• [DATA FOR THIS EXERCISE]:
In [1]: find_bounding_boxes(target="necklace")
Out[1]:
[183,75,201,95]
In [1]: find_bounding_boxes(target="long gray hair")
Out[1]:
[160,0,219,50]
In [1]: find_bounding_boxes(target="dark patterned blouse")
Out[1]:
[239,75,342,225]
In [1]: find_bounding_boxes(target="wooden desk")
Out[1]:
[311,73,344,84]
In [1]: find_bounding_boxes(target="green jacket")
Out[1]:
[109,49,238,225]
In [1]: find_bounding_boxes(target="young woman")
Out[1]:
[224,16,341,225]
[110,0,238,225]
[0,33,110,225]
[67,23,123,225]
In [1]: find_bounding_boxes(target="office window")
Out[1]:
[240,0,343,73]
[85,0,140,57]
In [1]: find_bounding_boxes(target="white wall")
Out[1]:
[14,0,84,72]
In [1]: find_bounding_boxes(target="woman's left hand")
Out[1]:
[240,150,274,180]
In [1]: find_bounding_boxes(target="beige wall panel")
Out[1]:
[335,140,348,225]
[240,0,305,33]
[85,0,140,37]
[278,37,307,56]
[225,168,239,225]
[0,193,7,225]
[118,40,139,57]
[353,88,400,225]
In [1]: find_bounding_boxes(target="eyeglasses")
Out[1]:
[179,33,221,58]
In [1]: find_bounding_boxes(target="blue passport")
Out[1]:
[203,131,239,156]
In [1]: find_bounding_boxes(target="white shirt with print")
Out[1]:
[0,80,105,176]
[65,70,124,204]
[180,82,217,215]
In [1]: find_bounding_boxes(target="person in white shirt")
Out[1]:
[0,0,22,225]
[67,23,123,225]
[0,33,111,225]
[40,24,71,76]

==

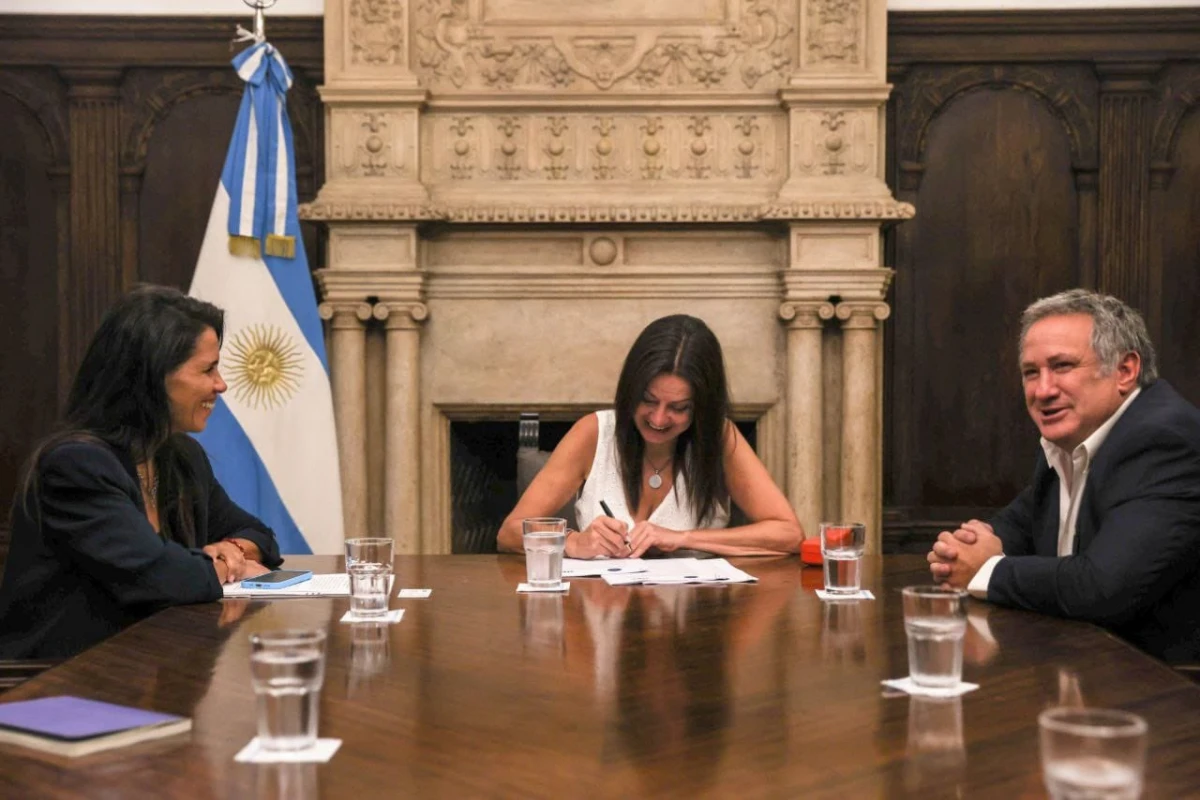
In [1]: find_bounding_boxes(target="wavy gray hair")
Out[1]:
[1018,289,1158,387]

...

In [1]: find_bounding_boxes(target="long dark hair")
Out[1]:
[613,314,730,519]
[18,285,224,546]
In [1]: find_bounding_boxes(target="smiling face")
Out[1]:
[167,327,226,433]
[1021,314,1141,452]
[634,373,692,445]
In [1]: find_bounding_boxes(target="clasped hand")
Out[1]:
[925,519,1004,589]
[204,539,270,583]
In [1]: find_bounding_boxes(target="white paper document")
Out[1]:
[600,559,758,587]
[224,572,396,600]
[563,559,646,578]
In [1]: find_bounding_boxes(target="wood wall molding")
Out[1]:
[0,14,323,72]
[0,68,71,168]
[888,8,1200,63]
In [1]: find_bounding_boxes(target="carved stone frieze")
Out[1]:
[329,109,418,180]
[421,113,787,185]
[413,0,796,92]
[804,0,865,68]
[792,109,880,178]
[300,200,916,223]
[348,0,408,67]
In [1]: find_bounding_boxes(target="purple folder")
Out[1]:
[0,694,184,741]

• [WHAT THE EXERCISE ASKS]: Which lines in the material above contain the word "wall"? Pick out each one and copy it.

• [THE SOLUTION]:
In [1]: find_bounding_boxes(target="white wall")
In [1]: find_bounding_boxes(target="beige wall panel")
In [1]: find_bounding_boxes(target="wood wall molding")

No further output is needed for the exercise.